Vigilar y castigar en tiempos de coronavirus
Las decisiones que las personas y sus gobiernos tomen y acepten en las próximas semanas probablemente darán forma a ese mundo futuro

Cuando esta columna llegue a usted, estaremos transitando la tercera semana de cuarentena en Bolivia. Sin duda pasaremos el resto del año descubriendo las implicaciones multidimensionales de esta pandemia, pero hoy quiero detenerme en uno de sus aspectos: ¿hasta dónde queremos ceder nuestros derechos ciudadanos frente al peligro de la muerte? En ese sentido, la epidemia podría marcar un hito importante en la historia de la vigilancia estatal.
En Bolivia, la cuarentena significa que las personas estamos obligadas a mantenernos en nuestros hogares, realizando desplazamientos mínimos de abastecimiento una vez a la semana. Esto implica la suspensión de actividades, tanto como la prohibición de circulación de todo el transporte. También se ha determinado el cierre total de fronteras, no permitiendo la repatriación de los bolivianos que se encuentran fuera del país. Eso sí, se ha permitido que los extranjeros se vayan.
Las Fuerzas Armadas y la Policía Boliviana son los responsables del cumplimento de este aislamiento forzoso, y las personas que violan las restricciones pueden ser retenidas durante ocho horas, además de recibir multas equivalentes hasta de un salario mínimo mensual. Y si esto no fuera suficiente, puedes ser acusado de cometer delitos contra la salud pública, lo que implica la privación de libertad de uno a 10 años. Al evaluar la primera jornada de emergencia sanitaria endurecida, el Gobierno reportaba la detención de cerca de 1.300 personas.
Definitivamente comprendemos que para detener la pandemia, poblaciones enteras deben cumplir con ciertas pautas, pero se pueden tomar diferentes caminos para lograrlo: ejercer la fuerza de la coerción o convencer a la población para que se autorregule, y se alcance el bien común con controles horizontales y/o corporativos. Antes de elegir una de las dos opciones, un Gobierno debe preguntarse primero sobre aspectos sociológicos de la sociedad que gobierna, así como sobre su propia legitimidad para imponer reglas.
En esta pandemia todos estamos mirando los ejemplos asiáticos y su capacidad de contención del coronavirus. La gran diferencia es que el Asia ha demostrado tener acceso a una serie de herramientas tecnológicas de vigilancia. China, por ejemplo, cuenta con sistemas de monitoreo de los teléfonos de las personas, hace uso de cámaras que reconocen los rostros y obliga a las personas a informar sobre su condición médica. Esta es una sofisticada tecnología de vigilancia totalitaria que la KGB rusa hubiera envidiado.

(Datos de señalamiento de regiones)
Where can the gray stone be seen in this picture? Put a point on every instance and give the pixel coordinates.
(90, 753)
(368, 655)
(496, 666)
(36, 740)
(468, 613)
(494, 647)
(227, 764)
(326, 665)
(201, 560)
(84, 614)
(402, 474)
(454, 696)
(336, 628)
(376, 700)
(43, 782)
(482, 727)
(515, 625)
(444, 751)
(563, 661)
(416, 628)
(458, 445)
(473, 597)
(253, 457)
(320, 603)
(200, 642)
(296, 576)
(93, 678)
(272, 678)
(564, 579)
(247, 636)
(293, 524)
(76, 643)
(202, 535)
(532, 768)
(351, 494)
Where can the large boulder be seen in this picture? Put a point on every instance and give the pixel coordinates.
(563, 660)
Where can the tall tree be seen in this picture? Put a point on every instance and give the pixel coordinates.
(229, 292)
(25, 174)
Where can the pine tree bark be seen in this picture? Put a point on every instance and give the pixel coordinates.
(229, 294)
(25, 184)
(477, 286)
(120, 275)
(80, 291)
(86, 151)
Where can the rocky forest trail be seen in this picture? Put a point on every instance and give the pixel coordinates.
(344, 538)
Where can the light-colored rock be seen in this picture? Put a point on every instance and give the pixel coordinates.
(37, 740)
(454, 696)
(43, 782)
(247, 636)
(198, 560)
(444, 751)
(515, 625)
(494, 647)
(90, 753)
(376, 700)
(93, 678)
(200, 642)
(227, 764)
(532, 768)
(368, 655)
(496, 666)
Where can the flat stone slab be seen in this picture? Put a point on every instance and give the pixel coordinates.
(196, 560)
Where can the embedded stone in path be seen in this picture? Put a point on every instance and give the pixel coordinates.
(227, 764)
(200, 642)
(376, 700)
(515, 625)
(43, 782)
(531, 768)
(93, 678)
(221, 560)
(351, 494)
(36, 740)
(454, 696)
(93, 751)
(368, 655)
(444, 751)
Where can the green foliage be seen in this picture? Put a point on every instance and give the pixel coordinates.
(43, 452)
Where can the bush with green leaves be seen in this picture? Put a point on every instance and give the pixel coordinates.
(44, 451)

TAREAS DEL EJERCICIO:
1) Según la columna sobre la cuarentena en Bolivia, ¿cuántas personas detenidas reportó el Gobierno al evaluar la primera jornada de emergencia sanitaria endurecida?
2) Transcribe de la columna sobre la cuarentena en Bolivia el tramo que va desde "En esta pandemia" hasta "rusa hubiera envidiado.".
Las entradas no intervienen en este ejercicio.

RESULTADOS EN ORDEN:
1) Cerca de 1.300 personas.

2)
En esta pandemia todos estamos mirando los ejemplos asiáticos y su capacidad de contención del coronavirus. La gran diferencia es que el Asia ha demostrado tener acceso a una serie de herramientas tecnológicas de vigilancia. China, por ejemplo, cuenta con sistemas de monitoreo de los teléfonos de las personas, hace uso de cámaras que reconocen los rostros y obliga a las personas a informar sobre su condición médica. Esta es una sofisticada tecnología de vigilancia totalitaria que la KGB rusa hubiera envidiado.